■ Instructions for the task ■
Every line holding "woven" should be copied from the records below.

● ● ● ●

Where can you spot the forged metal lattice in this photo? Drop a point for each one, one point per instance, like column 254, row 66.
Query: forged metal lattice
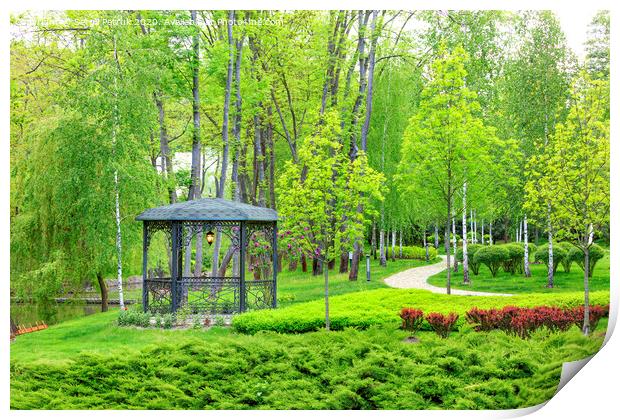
column 180, row 223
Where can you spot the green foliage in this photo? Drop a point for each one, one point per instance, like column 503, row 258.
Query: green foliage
column 493, row 256
column 320, row 206
column 572, row 255
column 596, row 253
column 351, row 369
column 419, row 253
column 542, row 255
column 471, row 262
column 381, row 306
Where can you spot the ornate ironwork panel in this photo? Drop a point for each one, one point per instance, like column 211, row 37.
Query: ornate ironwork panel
column 259, row 294
column 209, row 294
column 159, row 295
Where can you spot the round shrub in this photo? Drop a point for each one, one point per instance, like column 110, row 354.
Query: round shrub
column 471, row 250
column 492, row 257
column 542, row 255
column 596, row 253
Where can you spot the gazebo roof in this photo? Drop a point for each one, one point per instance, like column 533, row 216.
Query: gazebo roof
column 209, row 209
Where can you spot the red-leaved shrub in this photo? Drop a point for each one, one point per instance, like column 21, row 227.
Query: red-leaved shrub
column 524, row 321
column 412, row 319
column 442, row 324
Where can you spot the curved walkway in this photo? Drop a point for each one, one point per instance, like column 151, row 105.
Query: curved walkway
column 416, row 278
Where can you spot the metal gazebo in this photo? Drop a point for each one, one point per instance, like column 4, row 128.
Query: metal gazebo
column 247, row 230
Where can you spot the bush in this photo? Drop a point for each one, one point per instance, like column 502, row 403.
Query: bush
column 418, row 253
column 412, row 319
column 524, row 321
column 492, row 256
column 596, row 253
column 542, row 255
column 471, row 250
column 381, row 306
column 442, row 324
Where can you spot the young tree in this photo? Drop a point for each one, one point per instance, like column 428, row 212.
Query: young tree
column 322, row 208
column 575, row 178
column 445, row 144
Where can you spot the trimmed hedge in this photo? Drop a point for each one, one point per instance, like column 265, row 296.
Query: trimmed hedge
column 418, row 253
column 382, row 306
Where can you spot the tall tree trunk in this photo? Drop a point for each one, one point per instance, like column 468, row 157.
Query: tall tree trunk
column 447, row 248
column 103, row 288
column 326, row 274
column 466, row 279
column 119, row 255
column 344, row 262
column 373, row 240
column 526, row 251
column 164, row 146
column 454, row 245
column 550, row 239
column 225, row 144
column 236, row 183
column 382, row 259
column 586, row 288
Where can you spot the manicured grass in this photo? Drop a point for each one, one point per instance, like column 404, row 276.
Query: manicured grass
column 371, row 369
column 381, row 306
column 517, row 283
column 295, row 287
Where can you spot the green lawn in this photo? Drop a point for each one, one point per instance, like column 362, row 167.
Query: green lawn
column 517, row 283
column 90, row 362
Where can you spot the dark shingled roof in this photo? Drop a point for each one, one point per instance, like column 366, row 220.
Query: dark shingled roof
column 209, row 209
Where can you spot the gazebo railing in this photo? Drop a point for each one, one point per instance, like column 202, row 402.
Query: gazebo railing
column 208, row 294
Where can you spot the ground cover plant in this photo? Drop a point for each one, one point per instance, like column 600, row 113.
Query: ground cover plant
column 351, row 369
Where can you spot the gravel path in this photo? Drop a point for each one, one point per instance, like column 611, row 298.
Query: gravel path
column 415, row 278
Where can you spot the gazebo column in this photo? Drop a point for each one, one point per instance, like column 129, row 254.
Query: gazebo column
column 274, row 247
column 242, row 293
column 145, row 245
column 176, row 264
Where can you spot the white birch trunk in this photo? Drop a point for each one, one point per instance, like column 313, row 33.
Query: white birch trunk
column 119, row 256
column 550, row 239
column 454, row 245
column 526, row 252
column 465, row 259
column 382, row 260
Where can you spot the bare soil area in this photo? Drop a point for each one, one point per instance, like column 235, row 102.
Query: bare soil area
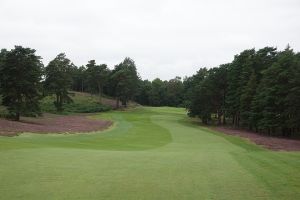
column 52, row 124
column 273, row 143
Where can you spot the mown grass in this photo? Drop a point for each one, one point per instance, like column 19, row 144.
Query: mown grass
column 149, row 153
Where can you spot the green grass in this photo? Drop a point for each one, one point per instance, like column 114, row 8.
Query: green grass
column 149, row 153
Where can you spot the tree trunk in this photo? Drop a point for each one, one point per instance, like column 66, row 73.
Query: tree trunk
column 99, row 93
column 118, row 102
column 17, row 117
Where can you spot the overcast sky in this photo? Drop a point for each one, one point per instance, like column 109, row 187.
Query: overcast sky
column 166, row 38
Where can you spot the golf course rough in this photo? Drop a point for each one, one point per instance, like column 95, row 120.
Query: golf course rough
column 149, row 153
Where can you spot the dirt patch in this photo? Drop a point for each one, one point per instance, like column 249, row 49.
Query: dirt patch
column 273, row 143
column 52, row 124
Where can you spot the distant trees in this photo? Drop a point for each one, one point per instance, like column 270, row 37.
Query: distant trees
column 58, row 80
column 124, row 80
column 20, row 81
column 161, row 93
column 96, row 77
column 258, row 90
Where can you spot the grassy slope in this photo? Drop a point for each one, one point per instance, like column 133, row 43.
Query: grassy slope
column 150, row 153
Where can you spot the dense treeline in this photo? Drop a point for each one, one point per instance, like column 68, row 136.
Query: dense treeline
column 24, row 81
column 259, row 90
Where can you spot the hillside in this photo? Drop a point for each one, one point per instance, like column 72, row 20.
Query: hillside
column 82, row 103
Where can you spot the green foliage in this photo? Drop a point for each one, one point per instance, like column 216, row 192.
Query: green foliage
column 58, row 80
column 96, row 77
column 258, row 90
column 161, row 93
column 20, row 81
column 124, row 79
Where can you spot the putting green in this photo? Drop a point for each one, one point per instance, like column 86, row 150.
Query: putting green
column 149, row 153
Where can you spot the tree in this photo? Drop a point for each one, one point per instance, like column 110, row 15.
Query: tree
column 20, row 77
column 97, row 76
column 58, row 80
column 174, row 92
column 125, row 81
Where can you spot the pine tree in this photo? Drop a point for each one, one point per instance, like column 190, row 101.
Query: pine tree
column 20, row 77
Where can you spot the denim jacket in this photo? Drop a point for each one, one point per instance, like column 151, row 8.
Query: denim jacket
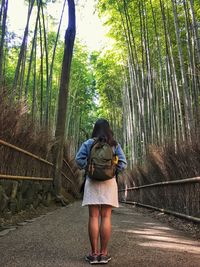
column 83, row 153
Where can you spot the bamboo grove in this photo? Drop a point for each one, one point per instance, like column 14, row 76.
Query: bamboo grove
column 147, row 84
column 160, row 46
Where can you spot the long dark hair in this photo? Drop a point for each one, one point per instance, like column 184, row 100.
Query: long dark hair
column 103, row 132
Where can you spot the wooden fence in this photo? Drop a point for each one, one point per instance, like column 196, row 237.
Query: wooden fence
column 26, row 179
column 177, row 197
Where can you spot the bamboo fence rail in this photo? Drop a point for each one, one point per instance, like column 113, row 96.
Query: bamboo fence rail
column 178, row 197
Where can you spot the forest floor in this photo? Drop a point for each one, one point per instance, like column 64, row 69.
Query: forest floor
column 59, row 238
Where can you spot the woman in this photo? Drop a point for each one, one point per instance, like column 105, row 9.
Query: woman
column 100, row 196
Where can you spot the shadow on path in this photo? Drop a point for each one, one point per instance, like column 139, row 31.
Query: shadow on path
column 60, row 239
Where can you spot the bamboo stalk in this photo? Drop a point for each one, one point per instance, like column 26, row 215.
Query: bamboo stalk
column 183, row 181
column 16, row 177
column 25, row 152
column 177, row 214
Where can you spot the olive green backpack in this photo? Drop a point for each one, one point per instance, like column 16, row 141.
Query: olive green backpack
column 102, row 161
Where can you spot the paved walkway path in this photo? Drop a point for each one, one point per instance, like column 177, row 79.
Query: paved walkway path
column 60, row 239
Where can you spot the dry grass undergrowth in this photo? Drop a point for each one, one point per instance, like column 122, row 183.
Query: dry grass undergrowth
column 169, row 163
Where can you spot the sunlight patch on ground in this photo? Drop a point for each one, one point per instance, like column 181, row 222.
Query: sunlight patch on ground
column 173, row 246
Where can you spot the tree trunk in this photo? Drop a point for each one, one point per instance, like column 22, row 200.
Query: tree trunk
column 63, row 96
column 22, row 48
column 3, row 31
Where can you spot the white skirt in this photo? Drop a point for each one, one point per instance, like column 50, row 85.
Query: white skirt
column 97, row 193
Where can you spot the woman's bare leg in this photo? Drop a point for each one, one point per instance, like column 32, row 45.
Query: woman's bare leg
column 93, row 227
column 105, row 227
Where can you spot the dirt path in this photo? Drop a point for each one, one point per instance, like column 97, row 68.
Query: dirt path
column 60, row 239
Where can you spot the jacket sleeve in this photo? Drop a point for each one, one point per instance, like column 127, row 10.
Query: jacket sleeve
column 122, row 163
column 83, row 153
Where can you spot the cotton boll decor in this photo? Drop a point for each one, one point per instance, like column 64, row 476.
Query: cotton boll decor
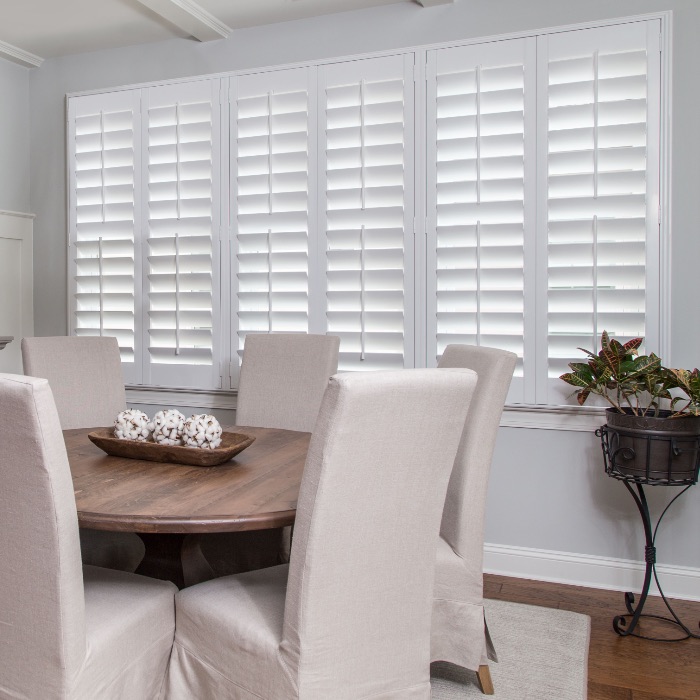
column 167, row 427
column 132, row 424
column 202, row 431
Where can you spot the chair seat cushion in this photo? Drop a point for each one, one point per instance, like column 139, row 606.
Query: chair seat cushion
column 231, row 628
column 130, row 625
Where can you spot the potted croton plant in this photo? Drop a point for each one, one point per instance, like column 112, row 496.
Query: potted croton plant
column 652, row 433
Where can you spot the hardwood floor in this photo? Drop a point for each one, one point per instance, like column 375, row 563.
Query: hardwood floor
column 619, row 668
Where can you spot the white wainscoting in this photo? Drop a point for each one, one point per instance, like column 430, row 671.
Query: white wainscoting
column 588, row 570
column 16, row 285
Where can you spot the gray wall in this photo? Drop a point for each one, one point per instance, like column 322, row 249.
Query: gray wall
column 547, row 490
column 14, row 137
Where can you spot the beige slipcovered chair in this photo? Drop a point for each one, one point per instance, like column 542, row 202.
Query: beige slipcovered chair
column 65, row 633
column 459, row 632
column 349, row 617
column 283, row 377
column 85, row 375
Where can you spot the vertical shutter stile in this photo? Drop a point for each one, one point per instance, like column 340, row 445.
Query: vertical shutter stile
column 271, row 159
column 366, row 108
column 600, row 196
column 104, row 177
column 182, row 276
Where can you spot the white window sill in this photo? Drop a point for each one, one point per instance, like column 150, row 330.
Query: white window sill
column 574, row 418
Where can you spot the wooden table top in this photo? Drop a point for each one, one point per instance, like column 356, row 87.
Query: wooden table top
column 256, row 490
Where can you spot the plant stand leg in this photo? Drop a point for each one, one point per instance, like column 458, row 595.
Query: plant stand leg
column 621, row 624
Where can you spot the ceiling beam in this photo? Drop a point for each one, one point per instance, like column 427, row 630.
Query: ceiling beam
column 17, row 55
column 190, row 17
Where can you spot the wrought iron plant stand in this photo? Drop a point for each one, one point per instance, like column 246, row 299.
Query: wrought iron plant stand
column 623, row 447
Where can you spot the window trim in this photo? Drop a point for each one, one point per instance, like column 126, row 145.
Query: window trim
column 529, row 415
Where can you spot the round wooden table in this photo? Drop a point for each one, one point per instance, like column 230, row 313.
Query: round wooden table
column 163, row 503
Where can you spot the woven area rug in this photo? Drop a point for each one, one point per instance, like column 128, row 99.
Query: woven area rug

● ● ● ●

■ Exercise solution ■
Where can you spot the woven area rug in this photo? Drop a point for each one, one point per instance, like column 128, row 99.
Query: woven area rug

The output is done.